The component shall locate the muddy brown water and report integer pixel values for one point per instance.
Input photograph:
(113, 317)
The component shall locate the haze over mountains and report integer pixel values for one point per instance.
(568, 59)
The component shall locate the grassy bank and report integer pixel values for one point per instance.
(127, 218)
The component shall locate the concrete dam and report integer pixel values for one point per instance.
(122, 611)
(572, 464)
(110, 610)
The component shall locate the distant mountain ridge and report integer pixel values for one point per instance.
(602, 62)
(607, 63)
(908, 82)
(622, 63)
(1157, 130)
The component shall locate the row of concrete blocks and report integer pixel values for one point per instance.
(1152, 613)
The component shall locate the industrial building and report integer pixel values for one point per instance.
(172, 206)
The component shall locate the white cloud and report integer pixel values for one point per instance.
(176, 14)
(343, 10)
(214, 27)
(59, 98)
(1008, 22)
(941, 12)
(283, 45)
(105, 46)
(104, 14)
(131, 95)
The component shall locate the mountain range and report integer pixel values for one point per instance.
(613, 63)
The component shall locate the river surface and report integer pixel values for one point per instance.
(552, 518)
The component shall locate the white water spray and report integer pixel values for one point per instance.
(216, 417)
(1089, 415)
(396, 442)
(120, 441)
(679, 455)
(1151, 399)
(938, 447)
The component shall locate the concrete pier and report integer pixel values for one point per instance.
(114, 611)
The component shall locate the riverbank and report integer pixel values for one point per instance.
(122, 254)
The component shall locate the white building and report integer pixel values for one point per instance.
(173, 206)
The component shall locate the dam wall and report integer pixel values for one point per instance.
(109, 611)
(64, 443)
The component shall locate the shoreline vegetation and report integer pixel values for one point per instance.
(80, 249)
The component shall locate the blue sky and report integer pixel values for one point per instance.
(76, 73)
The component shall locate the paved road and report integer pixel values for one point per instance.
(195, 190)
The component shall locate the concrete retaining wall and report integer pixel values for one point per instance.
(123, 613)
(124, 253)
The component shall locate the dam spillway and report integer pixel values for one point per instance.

************

To do: Write out every line again, from the one containing "The component shall locate the paved" down to the end of the rows. Keep the wording lines unchanged, and lower each number in the point coordinates by 100.

Response to the exercise:
The component shall locate the paved road and report integer pixel values for one point per instance.
(95, 90)
The component shall locate the concrete retaining wall and report integer pixel values for one point per instance.
(23, 513)
(24, 153)
The component shall locate the dam spillway and report integer pixel values for one point per instance.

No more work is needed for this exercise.